Lasciamo il gotha del calcio mondiale e ci prepariamo, con un briciolo di tensione, o forse più, al sorteggio di fine anno, che sceglierà i nostri avversari al caldo del sole brasiliano. Per la prima volta la nazionale azzurra scende dal parterre dei grandi e affronta non da testa di serie il mondiale verdeoro. Colpa nostra, meglio dirlo subito. Due pareggi, stentati, condannano la banda Prandelli a sudare freddo. A incocciare il cammino con pericolosi pretendenti all'iride. Messi, o, perché no, i padroni di casa possibili “massi” da spostare verso l'appuntamento finale. Ma vediamo il perché di questa inattesa, e forse non così deleteria, caduta.

 

A balzare all'occhio è chiaramente la fase difensiva. Quattro gol contro due avversari modesti. La doppietta di Bendtner a Copenaghen prima, il duo armeno poi. Mhkitaryan è giocatore di indubbio talento, ma altrettanto palesi sono le responsabilità azzurre. In Danimarca gli errori erano stati del duo Buffon - Balzaretti, al San Paolo è Marchetti ad alzare bandiera bianca con un'uscita avventata, dopo il disastro in avvio di Aquilani. Errori di concentrazione, di singoli, forse più che di reparto. L'Italia che incassa 9 gol in tutto il girone di qualificazione, ne concede 4 nelle ultime due uscite a passaporto brasiliano ottenuto. Non può essere un caso. Come non può esserlo il prepotente allargarsi delle crepe difensive all'assenza di Andrea Barzagli. Soffre la Juve di Conte senza il tassello più prezioso di un mosaico collaudato, così la banda Prandelli. É lui a guidare e dirigere. In sua assenza il traffico si fa indomabile e tanto Ranocchia-Chiellini, quanto Bonucci-Astori mostrano preoccupanti limiti.

**Consegna A**
Ripeti tali e quali le righe dei record qui sotto, partendo da quella che contiene "of the nose" e proseguendo fino a quella che contiene "x=238, y=298", entrambe comprese.
I record non hanno alcun legame con il brano sulla Nazionale.

Record di puntamento su oggetti con nome
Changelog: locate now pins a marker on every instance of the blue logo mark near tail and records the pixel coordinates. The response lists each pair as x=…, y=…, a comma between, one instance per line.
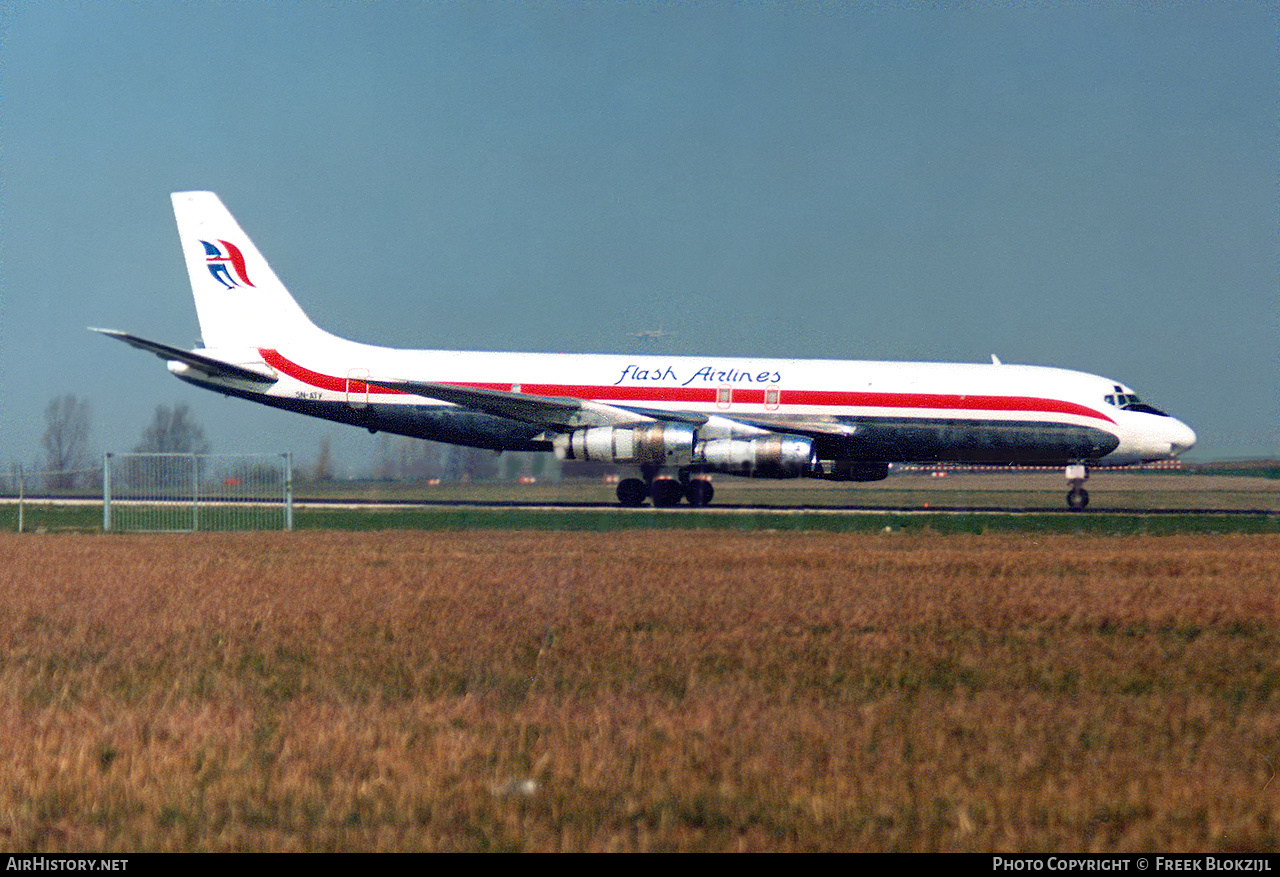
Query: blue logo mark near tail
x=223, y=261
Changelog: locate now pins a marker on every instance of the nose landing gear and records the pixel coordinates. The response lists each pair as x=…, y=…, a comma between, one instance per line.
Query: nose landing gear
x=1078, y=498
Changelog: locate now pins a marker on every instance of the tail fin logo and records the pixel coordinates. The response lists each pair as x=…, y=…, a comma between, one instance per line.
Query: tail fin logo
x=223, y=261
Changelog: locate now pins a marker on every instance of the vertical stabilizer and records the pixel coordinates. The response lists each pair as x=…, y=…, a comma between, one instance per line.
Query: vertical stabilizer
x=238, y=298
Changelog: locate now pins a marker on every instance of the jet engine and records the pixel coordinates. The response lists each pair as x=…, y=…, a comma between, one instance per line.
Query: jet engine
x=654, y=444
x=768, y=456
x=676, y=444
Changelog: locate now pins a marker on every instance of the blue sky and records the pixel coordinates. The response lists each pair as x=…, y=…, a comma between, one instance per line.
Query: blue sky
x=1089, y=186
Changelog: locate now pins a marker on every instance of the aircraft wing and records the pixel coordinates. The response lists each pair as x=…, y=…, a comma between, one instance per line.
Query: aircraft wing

**Consegna B**
Riproduci parola per parola l'intero brano sulla Nazionale.

**Risposta attesa A**
Changelog: locate now pins a marker on every instance of the nose landing gear and records the pixel coordinates. The response lists each pair as x=…, y=…, a comma between, one instance per line.
Query: nose landing gear
x=1078, y=498
Changelog: locate now pins a marker on every instance of the tail fin logo and records the pixel coordinates. The response lists each pair as x=…, y=…, a comma between, one instance per line.
Query: tail fin logo
x=223, y=261
Changelog: locate now pins a marker on every instance of the vertical stabilizer and records the pixel coordinates. The response lists each pair as x=…, y=…, a comma between, one instance per line.
Query: vertical stabilizer
x=238, y=298

**Risposta attesa B**
Lasciamo il gotha del calcio mondiale e ci prepariamo, con un briciolo di tensione, o forse più, al sorteggio di fine anno, che sceglierà i nostri avversari al caldo del sole brasiliano. Per la prima volta la nazionale azzurra scende dal parterre dei grandi e affronta non da testa di serie il mondiale verdeoro. Colpa nostra, meglio dirlo subito. Due pareggi, stentati, condannano la banda Prandelli a sudare freddo. A incocciare il cammino con pericolosi pretendenti all'iride. Messi, o, perché no, i padroni di casa possibili “massi” da spostare verso l'appuntamento finale. Ma vediamo il perché di questa inattesa, e forse non così deleteria, caduta.

 

A balzare all'occhio è chiaramente la fase difensiva. Quattro gol contro due avversari modesti. La doppietta di Bendtner a Copenaghen prima, il duo armeno poi. Mhkitaryan è giocatore di indubbio talento, ma altrettanto palesi sono le responsabilità azzurre. In Danimarca gli errori erano stati del duo Buffon - Balzaretti, al San Paolo è Marchetti ad alzare bandiera bianca con un'uscita avventata, dopo il disastro in avvio di Aquilani. Errori di concentrazione, di singoli, forse più che di reparto. L'Italia che incassa 9 gol in tutto il girone di qualificazione, ne concede 4 nelle ultime due uscite a passaporto brasiliano ottenuto. Non può essere un caso. Come non può esserlo il prepotente allargarsi delle crepe difensive all'assenza di Andrea Barzagli. Soffre la Juve di Conte senza il tassello più prezioso di un mosaico collaudato, così la banda Prandelli. É lui a guidare e dirigere. In sua assenza il traffico si fa indomabile e tanto Ranocchia-Chiellini, quanto Bonucci-Astori mostrano preoccupanti limiti.